> **Assignment**
Give the count of lines in the records that contain the string "pole", and write nothing but that number.

> **Supplied material**

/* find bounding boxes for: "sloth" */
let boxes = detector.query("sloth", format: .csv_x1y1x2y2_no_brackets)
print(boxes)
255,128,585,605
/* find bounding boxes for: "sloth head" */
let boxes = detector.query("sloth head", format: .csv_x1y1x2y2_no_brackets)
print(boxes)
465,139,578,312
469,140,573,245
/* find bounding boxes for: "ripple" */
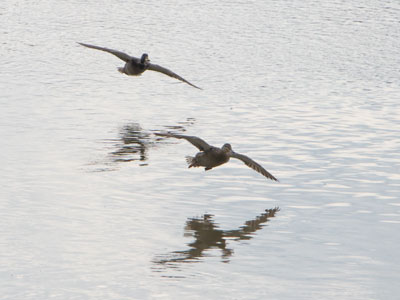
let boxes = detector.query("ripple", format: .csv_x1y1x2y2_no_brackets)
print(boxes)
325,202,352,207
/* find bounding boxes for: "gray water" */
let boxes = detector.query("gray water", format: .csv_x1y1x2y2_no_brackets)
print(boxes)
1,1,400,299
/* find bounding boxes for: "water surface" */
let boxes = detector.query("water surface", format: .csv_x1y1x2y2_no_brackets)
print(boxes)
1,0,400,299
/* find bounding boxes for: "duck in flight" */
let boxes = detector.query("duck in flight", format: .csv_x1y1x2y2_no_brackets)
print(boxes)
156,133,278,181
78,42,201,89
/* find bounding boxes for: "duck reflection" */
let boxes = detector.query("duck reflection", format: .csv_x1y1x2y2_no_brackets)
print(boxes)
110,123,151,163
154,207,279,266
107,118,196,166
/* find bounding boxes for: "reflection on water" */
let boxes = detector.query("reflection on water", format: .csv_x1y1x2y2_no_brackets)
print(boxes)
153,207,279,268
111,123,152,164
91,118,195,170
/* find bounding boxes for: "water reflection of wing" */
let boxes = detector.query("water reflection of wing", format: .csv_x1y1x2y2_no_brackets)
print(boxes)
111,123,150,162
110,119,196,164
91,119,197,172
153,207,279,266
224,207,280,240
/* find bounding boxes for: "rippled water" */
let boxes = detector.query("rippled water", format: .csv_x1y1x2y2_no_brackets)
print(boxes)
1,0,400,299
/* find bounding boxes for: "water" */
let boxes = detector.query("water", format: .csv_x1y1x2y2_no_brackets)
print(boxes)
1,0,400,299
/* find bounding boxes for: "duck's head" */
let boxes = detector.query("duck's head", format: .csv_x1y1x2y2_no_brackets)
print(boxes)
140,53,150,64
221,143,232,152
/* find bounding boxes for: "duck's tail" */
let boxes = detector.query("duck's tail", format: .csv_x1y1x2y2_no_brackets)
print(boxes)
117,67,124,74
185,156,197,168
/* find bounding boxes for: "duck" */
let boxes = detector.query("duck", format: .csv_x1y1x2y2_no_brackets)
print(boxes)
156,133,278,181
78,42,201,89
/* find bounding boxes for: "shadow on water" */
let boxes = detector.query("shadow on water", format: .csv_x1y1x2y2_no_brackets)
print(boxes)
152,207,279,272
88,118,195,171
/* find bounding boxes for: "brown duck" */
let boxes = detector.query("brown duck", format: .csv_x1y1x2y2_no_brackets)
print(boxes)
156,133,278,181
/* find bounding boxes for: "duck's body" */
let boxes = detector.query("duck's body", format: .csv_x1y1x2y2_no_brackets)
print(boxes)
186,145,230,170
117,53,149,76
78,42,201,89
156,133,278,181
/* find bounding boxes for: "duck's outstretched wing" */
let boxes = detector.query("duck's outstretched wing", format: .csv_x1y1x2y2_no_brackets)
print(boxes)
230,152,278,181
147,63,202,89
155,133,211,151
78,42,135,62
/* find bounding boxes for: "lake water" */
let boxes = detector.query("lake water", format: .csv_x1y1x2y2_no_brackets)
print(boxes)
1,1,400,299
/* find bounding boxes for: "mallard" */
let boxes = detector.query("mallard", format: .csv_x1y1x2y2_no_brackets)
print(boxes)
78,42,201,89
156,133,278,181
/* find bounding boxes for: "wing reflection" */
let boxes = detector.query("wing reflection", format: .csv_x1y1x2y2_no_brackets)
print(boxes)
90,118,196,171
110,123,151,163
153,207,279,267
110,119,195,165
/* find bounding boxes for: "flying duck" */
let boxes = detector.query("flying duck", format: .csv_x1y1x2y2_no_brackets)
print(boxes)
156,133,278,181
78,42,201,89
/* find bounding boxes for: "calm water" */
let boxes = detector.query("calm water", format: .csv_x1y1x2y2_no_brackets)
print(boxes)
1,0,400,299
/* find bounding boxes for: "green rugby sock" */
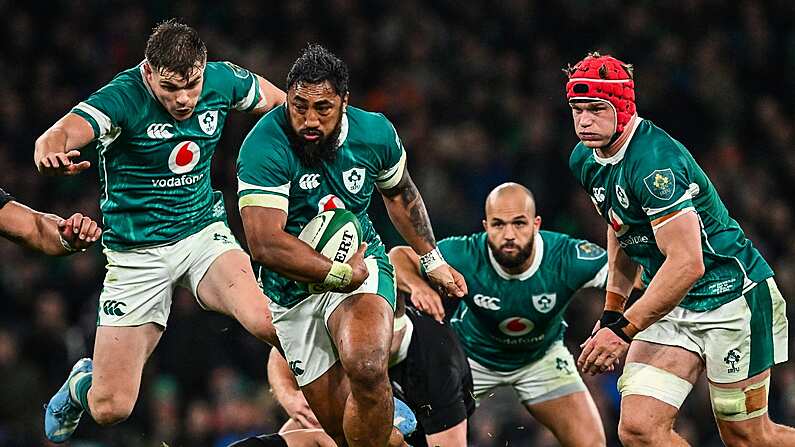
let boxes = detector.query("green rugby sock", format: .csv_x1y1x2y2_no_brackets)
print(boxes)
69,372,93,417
---
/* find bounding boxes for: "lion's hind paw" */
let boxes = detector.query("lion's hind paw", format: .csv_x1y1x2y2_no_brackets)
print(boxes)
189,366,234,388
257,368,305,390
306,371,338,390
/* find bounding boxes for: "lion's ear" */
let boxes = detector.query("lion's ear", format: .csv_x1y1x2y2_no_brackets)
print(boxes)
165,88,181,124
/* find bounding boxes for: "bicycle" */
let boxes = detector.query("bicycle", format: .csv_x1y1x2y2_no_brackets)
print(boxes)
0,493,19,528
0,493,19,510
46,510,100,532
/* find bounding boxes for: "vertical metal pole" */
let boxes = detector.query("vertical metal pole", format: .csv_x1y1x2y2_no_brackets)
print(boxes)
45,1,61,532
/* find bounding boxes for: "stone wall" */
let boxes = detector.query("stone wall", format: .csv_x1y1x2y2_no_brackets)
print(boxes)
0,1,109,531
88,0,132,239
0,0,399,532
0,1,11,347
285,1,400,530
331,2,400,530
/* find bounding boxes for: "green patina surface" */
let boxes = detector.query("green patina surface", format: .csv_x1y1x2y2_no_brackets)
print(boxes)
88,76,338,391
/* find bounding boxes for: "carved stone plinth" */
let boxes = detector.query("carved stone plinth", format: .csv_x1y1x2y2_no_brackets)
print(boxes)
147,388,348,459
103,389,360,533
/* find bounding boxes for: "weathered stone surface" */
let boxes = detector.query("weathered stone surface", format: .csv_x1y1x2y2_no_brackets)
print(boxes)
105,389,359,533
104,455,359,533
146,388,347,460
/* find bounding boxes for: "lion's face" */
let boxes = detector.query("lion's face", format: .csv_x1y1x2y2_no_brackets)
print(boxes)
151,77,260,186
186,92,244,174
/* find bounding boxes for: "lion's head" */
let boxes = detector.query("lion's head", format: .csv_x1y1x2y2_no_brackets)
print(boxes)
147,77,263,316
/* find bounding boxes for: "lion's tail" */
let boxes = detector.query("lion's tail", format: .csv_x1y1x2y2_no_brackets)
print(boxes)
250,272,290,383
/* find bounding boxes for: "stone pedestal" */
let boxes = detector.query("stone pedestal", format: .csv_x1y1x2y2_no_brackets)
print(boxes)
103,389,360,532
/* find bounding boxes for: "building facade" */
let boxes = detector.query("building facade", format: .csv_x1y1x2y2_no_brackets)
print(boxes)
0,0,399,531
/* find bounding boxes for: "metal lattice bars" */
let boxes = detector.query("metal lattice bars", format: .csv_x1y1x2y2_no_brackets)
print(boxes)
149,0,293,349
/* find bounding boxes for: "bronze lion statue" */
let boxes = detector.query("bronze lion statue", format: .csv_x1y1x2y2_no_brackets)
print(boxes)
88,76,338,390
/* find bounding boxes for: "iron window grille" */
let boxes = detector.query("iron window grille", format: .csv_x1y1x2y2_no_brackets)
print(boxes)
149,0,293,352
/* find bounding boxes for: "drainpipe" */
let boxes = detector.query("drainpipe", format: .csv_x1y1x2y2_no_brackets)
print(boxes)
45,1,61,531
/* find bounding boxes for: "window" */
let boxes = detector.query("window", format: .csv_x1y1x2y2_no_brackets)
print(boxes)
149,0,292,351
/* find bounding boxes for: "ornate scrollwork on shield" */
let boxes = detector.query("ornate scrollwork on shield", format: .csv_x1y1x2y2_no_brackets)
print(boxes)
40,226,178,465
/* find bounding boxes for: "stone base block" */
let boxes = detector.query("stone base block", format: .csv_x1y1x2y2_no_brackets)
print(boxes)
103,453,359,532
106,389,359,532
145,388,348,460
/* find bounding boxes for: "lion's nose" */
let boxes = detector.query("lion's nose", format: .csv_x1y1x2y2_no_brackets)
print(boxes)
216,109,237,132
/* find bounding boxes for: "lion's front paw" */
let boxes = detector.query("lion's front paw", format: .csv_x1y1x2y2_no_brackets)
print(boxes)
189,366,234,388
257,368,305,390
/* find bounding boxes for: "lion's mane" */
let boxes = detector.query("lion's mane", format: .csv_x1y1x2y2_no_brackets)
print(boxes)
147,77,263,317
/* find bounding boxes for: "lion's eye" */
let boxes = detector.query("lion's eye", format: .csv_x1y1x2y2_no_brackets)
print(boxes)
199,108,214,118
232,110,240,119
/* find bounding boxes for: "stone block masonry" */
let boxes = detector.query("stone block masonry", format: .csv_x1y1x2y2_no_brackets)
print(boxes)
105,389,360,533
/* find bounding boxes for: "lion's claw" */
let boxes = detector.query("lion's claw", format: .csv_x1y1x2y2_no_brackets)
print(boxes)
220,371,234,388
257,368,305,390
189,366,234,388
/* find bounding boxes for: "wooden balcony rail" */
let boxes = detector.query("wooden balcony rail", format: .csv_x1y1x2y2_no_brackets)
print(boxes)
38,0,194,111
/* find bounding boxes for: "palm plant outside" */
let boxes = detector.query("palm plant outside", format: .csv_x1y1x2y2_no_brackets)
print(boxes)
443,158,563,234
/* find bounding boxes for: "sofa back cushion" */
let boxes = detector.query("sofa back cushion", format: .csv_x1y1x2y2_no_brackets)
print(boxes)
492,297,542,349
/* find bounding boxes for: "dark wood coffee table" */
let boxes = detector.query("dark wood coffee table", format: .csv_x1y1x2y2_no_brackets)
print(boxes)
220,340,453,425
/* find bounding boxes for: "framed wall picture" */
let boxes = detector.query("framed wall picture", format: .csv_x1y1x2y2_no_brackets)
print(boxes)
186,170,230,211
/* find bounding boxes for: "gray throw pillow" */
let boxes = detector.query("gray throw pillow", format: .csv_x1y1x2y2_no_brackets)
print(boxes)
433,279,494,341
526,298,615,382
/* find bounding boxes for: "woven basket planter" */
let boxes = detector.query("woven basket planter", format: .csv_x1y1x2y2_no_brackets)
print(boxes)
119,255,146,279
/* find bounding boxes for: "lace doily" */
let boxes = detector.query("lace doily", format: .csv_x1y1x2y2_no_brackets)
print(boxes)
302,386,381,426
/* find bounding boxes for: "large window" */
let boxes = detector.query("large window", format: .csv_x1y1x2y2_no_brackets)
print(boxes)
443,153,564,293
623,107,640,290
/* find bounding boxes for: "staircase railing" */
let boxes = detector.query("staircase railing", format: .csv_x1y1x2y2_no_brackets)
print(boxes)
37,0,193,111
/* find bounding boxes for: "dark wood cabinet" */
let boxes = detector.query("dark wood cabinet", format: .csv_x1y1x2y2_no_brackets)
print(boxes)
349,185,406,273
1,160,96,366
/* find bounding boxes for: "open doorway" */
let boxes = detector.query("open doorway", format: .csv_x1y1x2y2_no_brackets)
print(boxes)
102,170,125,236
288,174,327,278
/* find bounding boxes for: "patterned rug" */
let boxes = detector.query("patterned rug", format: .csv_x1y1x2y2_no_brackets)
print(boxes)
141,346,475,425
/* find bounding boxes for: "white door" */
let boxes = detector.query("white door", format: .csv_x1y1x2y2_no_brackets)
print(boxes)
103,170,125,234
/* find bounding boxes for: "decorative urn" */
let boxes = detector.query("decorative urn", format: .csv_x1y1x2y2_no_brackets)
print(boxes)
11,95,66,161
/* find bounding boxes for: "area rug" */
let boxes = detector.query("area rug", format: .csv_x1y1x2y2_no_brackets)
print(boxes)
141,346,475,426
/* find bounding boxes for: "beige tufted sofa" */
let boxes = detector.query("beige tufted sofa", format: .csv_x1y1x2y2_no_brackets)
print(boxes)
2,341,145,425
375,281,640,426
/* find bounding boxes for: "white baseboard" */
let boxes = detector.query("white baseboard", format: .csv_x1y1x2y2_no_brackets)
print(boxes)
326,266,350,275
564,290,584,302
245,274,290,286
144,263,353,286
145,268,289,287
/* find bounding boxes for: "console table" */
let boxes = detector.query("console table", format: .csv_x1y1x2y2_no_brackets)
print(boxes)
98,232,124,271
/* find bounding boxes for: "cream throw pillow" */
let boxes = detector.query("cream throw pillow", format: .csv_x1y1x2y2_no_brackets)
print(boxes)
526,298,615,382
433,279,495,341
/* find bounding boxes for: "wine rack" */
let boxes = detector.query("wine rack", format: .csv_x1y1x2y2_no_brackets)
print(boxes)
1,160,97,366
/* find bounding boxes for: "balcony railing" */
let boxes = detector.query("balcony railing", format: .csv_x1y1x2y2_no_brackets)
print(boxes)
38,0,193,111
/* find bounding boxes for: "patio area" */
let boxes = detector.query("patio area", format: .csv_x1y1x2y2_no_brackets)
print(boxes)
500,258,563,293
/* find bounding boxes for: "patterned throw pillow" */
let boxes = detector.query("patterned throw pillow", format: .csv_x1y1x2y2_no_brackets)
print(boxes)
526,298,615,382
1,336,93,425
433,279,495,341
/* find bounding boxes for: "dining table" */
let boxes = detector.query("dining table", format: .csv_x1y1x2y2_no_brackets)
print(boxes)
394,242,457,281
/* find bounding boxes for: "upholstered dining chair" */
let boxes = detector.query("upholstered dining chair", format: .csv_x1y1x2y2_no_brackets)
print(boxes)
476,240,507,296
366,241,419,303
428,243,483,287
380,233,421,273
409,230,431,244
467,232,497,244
--
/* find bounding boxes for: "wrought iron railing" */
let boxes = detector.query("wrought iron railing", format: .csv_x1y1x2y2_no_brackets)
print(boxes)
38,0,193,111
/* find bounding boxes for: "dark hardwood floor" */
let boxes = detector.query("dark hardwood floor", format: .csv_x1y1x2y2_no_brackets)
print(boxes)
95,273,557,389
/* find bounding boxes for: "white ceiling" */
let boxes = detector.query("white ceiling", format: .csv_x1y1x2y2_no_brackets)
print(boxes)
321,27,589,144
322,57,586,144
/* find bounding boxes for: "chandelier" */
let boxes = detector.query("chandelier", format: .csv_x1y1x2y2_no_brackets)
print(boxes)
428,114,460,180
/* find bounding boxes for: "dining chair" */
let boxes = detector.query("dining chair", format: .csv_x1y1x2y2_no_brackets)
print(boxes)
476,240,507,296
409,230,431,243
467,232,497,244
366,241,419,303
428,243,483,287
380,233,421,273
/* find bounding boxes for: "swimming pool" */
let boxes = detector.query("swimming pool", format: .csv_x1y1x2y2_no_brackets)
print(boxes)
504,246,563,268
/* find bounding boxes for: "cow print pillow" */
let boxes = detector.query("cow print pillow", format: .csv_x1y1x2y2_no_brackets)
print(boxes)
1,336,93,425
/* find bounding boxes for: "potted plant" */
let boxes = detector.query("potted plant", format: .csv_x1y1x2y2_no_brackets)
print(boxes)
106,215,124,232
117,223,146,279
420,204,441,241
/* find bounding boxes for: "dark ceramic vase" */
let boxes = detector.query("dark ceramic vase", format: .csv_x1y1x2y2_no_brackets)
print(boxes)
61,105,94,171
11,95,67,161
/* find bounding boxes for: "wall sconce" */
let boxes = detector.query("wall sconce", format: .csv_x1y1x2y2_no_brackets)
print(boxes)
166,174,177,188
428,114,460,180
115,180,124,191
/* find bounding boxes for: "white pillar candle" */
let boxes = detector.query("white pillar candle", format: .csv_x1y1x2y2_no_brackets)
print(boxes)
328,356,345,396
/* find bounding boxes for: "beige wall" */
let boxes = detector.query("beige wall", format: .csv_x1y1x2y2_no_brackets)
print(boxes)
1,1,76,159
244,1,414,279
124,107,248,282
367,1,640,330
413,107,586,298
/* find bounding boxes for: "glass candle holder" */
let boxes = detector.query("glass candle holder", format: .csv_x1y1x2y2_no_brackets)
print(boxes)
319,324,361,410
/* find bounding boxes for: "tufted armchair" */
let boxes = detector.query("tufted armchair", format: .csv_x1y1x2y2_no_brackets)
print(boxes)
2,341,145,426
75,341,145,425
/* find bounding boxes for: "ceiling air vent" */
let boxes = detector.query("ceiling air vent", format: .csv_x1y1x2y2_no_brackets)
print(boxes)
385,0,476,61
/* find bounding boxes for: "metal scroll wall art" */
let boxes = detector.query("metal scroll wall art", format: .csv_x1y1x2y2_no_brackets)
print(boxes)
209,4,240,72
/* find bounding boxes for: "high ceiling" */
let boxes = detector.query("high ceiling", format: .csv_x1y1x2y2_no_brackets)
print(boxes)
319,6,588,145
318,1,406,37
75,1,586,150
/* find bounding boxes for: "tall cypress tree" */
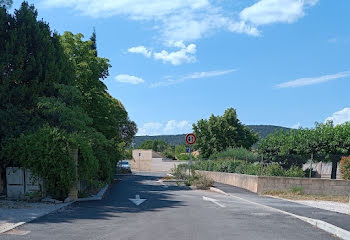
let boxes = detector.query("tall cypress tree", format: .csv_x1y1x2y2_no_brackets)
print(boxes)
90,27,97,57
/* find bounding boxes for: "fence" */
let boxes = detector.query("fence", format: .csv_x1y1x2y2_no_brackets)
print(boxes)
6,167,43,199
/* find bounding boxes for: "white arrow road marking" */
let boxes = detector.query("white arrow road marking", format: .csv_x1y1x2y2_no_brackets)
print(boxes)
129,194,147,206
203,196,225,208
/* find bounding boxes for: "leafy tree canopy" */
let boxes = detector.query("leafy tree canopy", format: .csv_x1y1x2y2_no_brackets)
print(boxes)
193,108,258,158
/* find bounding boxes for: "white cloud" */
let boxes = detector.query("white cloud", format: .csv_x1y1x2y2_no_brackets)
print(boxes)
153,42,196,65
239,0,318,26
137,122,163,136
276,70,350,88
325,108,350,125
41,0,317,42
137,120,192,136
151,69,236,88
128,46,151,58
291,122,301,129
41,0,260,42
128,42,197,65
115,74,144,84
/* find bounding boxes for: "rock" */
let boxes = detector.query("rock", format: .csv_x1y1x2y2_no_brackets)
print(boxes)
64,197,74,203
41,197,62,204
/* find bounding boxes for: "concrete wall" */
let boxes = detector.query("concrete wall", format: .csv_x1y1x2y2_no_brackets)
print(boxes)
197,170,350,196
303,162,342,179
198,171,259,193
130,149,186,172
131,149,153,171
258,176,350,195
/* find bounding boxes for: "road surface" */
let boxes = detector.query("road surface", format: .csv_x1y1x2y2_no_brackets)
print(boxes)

> **Task solution**
2